#### Directions for this task:
Reproduce the abstract on red spruce and sulfate air pollution word for word, title included.

#### Selected passage:
____

Genomic signatures of selection in response to sulfate air pollution in natural populations of red spruce

Abstract

Rapid environmental changes, such as anthropogenic air pollution, can create significant evolutionary pressures on populations, species and ecosystems. Evolutionary processes occurring in natural populations at very short time scales, especially in response to human-induced environmental changes, are not well understood. Confounding effects of geographic variation and demography cannot be easily separated from signatures of recent selection in natural populations. We investigated the genetic response of declining red spruce (Picea rubens) populations at high elevation sites in Southern Appalachians to anthropogenic sulfate depositions. Red spruce seedlings are more sensitive to drought and cold stresses elicited by exposure to anthropogenic sulphate air pollution, than old trees. Genetic variation in seedlings and young trees was significantly reduced in heavily polluted stands. Several candidate genes involved in cold acclimation and calcium metabolism demonstrated signatures of selection corresponding with sulfate pollution levels. SNP allele frequencies at one gene involved in calcium metabolism demonstrated directional selection in response to anthropogenic sulfate deposition in red spruce growing at severely polluted high elevation sites, which corresponds well with the putative role of this gene in adaptation to acidification stress. Unlike range-wide experimental designs (e.g. the popular FST outlier test) and nucleotide diversity-based association studies, our within-population testing approach disentangled the confounding effects of geographic variation and demography from the genetic effects of recent selection.

____

Collected data
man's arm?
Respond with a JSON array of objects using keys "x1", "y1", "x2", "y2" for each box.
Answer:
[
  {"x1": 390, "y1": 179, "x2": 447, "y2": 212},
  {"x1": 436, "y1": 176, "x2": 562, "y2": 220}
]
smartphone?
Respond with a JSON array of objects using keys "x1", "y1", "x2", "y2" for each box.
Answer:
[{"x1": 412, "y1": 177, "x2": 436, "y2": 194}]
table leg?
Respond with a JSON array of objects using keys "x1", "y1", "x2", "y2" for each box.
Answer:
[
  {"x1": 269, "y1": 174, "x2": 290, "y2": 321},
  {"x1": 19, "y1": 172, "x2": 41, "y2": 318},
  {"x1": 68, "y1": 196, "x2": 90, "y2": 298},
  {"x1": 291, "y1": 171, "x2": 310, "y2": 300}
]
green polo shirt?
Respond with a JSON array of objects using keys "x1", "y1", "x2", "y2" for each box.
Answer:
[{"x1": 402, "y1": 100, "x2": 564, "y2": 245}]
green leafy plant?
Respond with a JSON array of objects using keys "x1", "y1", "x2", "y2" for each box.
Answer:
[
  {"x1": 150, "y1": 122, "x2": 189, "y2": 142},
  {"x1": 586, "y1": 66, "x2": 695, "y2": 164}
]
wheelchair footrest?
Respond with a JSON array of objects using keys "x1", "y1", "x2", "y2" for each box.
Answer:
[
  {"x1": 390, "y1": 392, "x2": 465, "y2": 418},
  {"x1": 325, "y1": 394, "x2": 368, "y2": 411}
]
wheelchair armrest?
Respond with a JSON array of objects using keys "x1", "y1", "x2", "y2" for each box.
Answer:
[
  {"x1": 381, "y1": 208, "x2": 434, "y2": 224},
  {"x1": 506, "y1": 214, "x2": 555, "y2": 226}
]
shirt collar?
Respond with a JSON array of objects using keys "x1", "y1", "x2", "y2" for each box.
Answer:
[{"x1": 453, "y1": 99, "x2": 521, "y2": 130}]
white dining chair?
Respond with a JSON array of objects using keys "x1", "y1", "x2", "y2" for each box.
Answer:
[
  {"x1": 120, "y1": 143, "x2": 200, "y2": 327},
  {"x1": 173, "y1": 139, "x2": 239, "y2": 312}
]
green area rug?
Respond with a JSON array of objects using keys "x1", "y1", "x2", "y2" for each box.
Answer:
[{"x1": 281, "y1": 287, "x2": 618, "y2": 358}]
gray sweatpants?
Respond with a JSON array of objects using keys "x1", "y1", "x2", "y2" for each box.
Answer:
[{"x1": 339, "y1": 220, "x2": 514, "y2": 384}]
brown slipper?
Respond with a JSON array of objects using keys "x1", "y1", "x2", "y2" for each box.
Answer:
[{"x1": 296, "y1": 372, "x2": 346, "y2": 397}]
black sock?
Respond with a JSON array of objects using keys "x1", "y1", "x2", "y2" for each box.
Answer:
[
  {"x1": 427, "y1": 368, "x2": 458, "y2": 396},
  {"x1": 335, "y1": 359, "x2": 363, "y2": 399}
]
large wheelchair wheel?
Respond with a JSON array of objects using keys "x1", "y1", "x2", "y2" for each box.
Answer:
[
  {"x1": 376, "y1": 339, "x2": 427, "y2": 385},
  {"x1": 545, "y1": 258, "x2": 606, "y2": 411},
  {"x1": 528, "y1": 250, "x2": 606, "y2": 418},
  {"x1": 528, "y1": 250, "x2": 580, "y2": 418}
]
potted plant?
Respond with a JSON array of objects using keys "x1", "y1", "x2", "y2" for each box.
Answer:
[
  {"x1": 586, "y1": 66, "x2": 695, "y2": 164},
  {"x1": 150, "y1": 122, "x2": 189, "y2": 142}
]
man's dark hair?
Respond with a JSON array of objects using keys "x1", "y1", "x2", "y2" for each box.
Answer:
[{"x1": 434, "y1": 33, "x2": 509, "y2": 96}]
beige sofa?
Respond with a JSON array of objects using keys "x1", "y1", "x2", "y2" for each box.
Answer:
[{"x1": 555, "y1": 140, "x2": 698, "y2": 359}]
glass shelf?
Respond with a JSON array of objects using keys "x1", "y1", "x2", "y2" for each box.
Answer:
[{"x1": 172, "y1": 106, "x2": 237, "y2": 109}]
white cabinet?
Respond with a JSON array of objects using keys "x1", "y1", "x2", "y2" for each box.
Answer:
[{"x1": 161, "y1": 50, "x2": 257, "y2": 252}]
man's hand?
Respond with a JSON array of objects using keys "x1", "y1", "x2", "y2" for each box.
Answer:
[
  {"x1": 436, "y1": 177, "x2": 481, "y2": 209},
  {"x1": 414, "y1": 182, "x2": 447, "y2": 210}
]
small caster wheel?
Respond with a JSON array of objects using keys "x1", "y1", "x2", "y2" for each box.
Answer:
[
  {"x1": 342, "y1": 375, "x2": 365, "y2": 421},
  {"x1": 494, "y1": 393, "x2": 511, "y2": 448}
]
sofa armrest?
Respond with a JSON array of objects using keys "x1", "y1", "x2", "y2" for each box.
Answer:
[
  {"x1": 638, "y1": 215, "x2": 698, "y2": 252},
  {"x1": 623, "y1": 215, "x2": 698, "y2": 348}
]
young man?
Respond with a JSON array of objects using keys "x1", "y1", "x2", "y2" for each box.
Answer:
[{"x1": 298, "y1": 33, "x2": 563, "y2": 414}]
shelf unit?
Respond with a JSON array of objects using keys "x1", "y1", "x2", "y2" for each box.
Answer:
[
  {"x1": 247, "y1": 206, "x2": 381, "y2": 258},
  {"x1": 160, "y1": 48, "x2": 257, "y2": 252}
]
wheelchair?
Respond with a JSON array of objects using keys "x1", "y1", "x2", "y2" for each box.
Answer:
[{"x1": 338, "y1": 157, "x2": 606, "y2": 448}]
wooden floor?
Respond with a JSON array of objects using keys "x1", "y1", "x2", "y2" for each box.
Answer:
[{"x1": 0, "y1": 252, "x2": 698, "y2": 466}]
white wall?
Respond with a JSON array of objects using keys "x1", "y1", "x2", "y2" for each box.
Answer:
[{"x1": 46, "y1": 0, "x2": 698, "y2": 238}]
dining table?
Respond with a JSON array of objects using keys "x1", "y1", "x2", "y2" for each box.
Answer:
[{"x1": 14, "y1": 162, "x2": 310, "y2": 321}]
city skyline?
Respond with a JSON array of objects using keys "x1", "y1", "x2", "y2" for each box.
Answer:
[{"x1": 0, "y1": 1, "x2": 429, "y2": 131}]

____

#### Solved exercise:
Genomic signatures of selection in response to sulfate air pollution in natural populations of red spruce

Abstract

Rapid environmental changes, such as anthropogenic air pollution, can create significant evolutionary pressures on populations, species and ecosystems. Evolutionary processes occurring in natural populations at very short time scales, especially in response to human-induced environmental changes, are not well understood. Confounding effects of geographic variation and demography cannot be easily separated from signatures of recent selection in natural populations. We investigated the genetic response of declining red spruce (Picea rubens) populations at high elevation sites in Southern Appalachians to anthropogenic sulfate depositions. Red spruce seedlings are more sensitive to drought and cold stresses elicited by exposure to anthropogenic sulphate air pollution, than old trees. Genetic variation in seedlings and young trees was significantly reduced in heavily polluted stands. Several candidate genes involved in cold acclimation and calcium metabolism demonstrated signatures of selection corresponding with sulfate pollution levels. SNP allele frequencies at one gene involved in calcium metabolism demonstrated directional selection in response to anthropogenic sulfate deposition in red spruce growing at severely polluted high elevation sites, which corresponds well with the putative role of this gene in adaptation to acidification stress. Unlike range-wide experimental designs (e.g. the popular FST outlier test) and nucleotide diversity-based association studies, our within-population testing approach disentangled the confounding effects of geographic variation and demography from the genetic effects of recent selection.